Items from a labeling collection

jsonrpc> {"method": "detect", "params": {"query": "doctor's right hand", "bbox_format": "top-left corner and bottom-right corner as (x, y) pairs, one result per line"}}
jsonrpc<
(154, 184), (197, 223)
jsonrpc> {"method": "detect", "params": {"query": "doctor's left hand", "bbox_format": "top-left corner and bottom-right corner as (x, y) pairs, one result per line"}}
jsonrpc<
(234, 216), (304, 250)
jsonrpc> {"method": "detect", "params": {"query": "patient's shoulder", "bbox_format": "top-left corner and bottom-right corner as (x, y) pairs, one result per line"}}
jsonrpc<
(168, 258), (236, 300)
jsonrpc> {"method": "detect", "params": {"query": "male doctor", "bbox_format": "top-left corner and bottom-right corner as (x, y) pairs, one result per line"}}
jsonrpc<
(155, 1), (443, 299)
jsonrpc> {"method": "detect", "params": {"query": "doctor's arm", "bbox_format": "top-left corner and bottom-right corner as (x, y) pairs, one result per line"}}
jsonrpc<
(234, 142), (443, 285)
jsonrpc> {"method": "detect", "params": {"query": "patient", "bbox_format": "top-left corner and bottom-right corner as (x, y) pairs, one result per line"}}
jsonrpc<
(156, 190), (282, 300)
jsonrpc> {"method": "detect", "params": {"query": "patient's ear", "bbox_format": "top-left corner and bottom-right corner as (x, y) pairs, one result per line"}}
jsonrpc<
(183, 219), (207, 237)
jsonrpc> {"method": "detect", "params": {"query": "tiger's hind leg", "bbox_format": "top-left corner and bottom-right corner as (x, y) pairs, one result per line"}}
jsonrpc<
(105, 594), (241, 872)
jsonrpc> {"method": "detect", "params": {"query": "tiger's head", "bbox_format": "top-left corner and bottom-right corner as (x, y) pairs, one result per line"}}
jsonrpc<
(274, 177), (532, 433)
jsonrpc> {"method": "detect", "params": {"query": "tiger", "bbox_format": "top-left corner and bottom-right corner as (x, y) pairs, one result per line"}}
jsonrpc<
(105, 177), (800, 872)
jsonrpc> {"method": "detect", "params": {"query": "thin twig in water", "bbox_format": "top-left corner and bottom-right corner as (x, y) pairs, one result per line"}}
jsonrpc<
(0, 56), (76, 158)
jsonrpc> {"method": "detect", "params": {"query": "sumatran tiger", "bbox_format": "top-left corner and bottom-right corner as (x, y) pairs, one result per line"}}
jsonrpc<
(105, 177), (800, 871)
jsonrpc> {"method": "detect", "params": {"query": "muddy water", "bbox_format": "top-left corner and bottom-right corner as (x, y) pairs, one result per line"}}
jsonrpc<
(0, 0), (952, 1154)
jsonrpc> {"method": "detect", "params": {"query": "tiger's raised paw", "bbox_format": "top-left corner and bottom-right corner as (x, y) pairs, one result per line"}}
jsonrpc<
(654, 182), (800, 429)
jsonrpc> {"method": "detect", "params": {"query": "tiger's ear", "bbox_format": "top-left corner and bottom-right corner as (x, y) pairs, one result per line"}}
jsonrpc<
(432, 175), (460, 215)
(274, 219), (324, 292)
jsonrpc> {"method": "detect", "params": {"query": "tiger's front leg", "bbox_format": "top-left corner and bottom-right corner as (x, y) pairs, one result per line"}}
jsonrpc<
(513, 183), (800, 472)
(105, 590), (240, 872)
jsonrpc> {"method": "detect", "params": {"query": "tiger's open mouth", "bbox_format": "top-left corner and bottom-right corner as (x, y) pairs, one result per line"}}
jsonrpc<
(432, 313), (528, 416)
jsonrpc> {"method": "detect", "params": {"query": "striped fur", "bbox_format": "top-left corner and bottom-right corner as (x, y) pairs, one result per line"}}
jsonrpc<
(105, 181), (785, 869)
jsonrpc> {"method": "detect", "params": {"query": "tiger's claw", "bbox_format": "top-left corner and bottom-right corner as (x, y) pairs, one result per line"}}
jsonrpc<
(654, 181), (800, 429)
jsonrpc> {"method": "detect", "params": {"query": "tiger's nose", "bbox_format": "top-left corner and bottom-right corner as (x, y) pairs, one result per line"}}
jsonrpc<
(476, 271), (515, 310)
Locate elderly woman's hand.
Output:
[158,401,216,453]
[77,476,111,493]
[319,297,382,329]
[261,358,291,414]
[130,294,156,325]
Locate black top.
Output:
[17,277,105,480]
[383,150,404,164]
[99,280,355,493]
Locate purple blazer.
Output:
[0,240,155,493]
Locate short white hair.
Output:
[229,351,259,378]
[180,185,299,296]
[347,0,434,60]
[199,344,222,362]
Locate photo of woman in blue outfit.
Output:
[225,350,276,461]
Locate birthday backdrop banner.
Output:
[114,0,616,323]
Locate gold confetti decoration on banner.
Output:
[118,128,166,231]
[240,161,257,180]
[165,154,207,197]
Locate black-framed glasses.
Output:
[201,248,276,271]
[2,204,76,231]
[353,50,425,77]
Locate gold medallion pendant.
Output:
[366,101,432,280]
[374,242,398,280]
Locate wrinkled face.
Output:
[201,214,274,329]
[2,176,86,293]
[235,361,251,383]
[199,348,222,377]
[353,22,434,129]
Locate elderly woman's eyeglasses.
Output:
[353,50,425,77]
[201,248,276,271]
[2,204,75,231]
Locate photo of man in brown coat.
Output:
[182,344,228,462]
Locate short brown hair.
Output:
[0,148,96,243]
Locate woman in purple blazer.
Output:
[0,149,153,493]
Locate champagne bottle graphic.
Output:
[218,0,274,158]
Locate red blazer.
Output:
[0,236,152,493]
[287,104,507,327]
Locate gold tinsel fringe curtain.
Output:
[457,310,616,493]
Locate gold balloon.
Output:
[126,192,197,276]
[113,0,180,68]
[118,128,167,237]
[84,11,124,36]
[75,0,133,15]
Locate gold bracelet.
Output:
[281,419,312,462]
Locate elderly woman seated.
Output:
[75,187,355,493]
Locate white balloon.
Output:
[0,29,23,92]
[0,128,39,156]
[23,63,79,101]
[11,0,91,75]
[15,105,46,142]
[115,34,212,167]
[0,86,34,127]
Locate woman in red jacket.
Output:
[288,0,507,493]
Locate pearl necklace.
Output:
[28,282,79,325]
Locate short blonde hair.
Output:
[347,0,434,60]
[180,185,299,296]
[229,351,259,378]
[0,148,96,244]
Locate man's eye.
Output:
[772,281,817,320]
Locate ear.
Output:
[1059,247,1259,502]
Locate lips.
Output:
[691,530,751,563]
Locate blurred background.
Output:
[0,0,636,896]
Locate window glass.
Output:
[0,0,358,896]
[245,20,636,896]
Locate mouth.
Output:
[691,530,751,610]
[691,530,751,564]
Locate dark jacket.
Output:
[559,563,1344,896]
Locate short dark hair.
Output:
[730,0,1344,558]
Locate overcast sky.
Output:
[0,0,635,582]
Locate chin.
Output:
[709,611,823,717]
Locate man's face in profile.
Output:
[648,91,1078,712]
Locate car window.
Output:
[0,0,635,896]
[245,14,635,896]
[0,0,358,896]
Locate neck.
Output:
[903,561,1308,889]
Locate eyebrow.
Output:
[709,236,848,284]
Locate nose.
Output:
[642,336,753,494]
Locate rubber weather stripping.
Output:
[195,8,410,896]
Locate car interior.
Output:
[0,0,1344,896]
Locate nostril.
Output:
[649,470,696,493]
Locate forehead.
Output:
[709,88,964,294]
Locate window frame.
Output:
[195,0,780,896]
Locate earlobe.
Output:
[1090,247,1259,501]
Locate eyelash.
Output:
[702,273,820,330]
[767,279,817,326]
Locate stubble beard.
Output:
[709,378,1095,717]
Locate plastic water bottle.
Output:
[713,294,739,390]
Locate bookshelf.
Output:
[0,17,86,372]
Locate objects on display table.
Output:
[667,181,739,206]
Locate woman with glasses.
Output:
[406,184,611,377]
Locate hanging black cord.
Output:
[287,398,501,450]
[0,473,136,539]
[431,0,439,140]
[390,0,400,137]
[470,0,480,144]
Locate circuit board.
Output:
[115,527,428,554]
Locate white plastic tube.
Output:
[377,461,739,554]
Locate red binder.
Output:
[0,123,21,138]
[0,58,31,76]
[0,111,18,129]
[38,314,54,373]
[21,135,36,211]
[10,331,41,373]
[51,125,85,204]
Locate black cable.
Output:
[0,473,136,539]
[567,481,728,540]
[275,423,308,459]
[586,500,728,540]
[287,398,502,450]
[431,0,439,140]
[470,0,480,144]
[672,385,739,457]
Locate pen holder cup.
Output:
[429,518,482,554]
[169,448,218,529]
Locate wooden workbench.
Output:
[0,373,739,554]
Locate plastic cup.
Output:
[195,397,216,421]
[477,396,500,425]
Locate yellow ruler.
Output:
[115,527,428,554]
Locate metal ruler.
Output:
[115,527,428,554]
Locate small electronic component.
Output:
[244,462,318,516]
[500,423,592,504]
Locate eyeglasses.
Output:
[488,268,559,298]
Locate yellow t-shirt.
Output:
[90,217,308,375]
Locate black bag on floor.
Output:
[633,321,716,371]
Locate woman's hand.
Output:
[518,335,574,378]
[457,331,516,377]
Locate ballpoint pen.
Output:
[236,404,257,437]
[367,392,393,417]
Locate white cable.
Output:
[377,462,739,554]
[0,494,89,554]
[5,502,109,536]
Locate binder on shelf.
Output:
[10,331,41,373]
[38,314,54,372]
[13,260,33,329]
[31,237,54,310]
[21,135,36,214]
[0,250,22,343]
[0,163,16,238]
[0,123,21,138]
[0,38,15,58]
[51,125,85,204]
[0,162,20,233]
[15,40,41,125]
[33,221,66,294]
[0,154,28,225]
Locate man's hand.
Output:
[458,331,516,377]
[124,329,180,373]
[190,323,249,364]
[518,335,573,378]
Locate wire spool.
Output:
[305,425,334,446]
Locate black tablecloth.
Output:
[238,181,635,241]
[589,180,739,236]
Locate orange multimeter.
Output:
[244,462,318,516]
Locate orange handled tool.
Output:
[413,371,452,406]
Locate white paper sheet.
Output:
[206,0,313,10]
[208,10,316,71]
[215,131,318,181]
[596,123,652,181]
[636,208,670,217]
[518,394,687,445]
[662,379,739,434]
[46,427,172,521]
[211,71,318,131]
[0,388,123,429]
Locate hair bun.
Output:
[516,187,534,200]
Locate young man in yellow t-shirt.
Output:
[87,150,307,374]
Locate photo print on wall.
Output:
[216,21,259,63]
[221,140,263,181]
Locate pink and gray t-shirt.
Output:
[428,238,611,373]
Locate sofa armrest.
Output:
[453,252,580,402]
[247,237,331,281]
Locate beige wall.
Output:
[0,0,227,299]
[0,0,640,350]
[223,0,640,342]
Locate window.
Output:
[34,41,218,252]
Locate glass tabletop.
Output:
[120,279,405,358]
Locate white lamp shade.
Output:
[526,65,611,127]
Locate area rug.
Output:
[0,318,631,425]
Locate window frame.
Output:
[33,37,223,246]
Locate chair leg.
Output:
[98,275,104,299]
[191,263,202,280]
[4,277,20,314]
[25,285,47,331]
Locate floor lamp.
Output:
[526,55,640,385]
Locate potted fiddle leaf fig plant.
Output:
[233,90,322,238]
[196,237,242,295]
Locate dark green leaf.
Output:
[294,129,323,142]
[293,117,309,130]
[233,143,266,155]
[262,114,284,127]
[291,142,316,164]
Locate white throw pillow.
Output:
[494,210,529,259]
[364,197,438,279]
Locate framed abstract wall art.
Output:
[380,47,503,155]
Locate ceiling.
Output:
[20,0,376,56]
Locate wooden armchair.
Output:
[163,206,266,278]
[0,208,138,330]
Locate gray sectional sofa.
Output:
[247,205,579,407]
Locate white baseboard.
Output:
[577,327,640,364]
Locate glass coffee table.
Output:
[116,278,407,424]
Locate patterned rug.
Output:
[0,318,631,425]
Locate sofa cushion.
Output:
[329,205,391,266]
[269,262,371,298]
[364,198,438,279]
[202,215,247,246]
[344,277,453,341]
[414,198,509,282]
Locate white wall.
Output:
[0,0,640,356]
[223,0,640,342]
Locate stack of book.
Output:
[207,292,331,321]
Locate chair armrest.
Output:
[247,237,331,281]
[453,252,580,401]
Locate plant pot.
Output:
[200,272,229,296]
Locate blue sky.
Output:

• [INSTRUCTION] Arrange the lines above as a numbered list, starting with the line that contains "Locate dark green leaf." and going on through the line that contains "[20,0,376,56]", leaving out any blank lines.

• [RESPONSE BELOW]
1. Locate dark green leaf.
2. Output:
3. [294,129,323,142]
4. [293,117,309,130]
5. [233,143,266,155]
6. [262,114,284,127]
7. [291,142,316,164]
8. Locate white throw pillow.
9. Output:
10. [494,210,529,259]
11. [364,197,438,279]
12. Locate framed abstract wall art.
13. Output:
14. [380,47,503,155]
15. Locate ceiling.
16. Output:
17. [20,0,376,56]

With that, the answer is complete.